Quote, without change, all of the lines that follow.

----------

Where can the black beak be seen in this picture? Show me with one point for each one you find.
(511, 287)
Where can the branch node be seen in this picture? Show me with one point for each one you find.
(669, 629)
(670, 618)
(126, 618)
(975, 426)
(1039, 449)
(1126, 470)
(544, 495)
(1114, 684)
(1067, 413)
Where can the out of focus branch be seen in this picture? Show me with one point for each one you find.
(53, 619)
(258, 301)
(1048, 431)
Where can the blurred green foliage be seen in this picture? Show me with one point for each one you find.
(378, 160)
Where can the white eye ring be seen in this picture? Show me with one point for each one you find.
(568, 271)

----------

(SOLUTION BELOW):
Where can the black beak be seen in this picture? Show me with one point for each one you find.
(511, 287)
Where can the branch node be seen in this picture? Show me with one point for each one you find.
(669, 629)
(670, 618)
(126, 618)
(975, 426)
(1039, 449)
(1126, 470)
(544, 495)
(1114, 684)
(1067, 413)
Where can the out of focus branch be seen in this picture? Show me with one point for each one you find.
(53, 619)
(258, 301)
(1048, 431)
Where can the blurred green foliage be seen in this picture? Show me with one point for each one you find.
(378, 160)
Where can the white eye ring be seen in this picture? Show me with one point for each one you find.
(568, 271)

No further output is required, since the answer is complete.